(About this exercise)
Extend the news passage about Haq and the Seattle shooting, starting right after its final sentence.

Then on Friday, Montelongo said he saw the news about the shooting in Seattle and thought the man in police custody looked like Haq.
"I don't understand that. That throws me off from everything he was doing here," Montelongo said. "That blew me away."
"We'll be praying for him and everybody that was hurt in what happened, and everybody that's involved in it," Montelongo said.
A neighbor of Haq's parents told the Tri-City Herald that Haq expressed anger at Jews, having convinced himself that the Jewish community controls the nation's media and economic system. The neighbor, Caleb Hales, also said Haq expressed an interest in the Mormon faith.
At the Islamic Center of Tri-Cities, a senior member and family friend, Muhammad Kaleem Ullah, said that Haq stopped attending regularly after he graduated from Richland High School in 1994. He said Haq would attend off and on while visiting his parents and that he surprised members at a Friday prayer service two weeks ago with a visit.
"We just shook hands and he walked away," he said.

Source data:
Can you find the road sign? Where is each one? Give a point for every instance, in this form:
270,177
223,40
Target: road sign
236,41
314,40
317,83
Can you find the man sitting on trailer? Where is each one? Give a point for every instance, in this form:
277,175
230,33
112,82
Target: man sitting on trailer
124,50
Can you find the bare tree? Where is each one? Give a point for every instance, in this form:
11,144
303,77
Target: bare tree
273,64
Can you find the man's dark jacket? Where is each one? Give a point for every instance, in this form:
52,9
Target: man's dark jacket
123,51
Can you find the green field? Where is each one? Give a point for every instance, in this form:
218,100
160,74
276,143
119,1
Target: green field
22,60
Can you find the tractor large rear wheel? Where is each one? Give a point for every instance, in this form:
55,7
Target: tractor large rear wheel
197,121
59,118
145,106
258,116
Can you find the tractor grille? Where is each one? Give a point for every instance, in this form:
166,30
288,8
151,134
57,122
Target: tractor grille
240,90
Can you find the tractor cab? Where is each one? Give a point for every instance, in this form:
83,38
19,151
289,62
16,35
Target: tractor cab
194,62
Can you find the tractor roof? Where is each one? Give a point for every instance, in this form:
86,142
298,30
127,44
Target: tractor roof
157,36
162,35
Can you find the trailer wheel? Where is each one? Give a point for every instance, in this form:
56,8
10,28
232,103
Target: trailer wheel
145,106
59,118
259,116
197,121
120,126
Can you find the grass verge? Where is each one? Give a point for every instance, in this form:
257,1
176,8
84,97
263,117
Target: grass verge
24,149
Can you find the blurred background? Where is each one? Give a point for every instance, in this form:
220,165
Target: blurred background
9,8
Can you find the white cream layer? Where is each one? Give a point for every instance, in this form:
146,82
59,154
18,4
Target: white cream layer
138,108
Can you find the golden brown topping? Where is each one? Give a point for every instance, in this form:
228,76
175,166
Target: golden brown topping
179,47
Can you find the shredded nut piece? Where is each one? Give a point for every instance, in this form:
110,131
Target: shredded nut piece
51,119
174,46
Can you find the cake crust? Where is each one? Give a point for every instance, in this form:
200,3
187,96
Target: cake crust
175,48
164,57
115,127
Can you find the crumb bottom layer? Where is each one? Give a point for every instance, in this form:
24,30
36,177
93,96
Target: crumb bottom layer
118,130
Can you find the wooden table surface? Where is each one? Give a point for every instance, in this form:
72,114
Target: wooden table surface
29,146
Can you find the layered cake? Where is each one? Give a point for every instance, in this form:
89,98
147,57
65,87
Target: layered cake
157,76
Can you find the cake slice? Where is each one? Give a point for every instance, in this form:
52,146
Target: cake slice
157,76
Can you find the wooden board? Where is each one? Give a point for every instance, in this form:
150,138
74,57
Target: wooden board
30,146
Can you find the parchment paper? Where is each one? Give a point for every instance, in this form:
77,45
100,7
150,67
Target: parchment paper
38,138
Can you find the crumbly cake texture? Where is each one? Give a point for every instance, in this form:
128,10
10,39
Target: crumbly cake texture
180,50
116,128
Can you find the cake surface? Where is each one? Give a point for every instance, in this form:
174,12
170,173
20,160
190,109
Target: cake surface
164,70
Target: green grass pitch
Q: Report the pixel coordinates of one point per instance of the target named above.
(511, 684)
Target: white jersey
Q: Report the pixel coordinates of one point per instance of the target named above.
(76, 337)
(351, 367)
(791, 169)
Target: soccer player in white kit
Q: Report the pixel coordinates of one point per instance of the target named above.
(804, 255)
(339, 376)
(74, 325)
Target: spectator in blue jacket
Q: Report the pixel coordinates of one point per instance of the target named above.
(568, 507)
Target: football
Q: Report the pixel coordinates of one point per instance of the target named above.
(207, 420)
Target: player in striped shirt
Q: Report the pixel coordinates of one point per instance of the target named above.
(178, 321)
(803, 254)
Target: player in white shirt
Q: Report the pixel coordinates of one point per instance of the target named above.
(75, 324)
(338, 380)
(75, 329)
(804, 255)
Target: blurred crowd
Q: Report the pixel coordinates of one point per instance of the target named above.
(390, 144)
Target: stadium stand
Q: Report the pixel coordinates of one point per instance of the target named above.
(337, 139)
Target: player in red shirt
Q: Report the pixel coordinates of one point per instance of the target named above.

(Result for this task)
After high school, Haq enrolled in dentistry school at the Rensselaer Polytechnic Institute in Troy, N.Y., something his father encouraged. But after about four years of study, Haq decided to quit school and return home. That created some tension between father and son, Ullah said.
After that, Haq went to Washington State University, where he earned a degree in electrical engineering.
In March, Haq was arrested on a lewd conduct charge at a Tri-Cities mall. It was Ullah he called from jail because he was too embarrassed to call his own family. Ullah said he felt it wasn't right to keep secrets from Haq's parents, so he informed them.
He said Haq's family was devastated by the news. "There is no other word to describe it," he said.
Up until a few years ago, Haq's family lived in a brick-and-clay-tiled home in a south Richland neighborhood. They moved a few years ago after building a larger home on a bluff overlooking the Columbia River outside of Pasco, but their former home remains up for sale.
Some neighbors said they occasionally saw Haq staying at the family's old home by himself. Christine Wikstrand, who lives across the street, said she saw Haq there Wednesday or Thursday night, the latter less than 24 hours before the shootings. He loaded a bicycle and lawn mower into his pickup and drove off, she said.
"I didn't think anything of it because he has been there before," she said.
Other neighbors such as Jim Jarrett recalled Haq's parents as nice, yet private people. They talked on occasion and exchanged fruit from their yards. Mian Haq would give Jarrett and his wife, Marlene, prunes and plums from the tree in their yard. They would offer peaches and tomatoes, Jarrett said.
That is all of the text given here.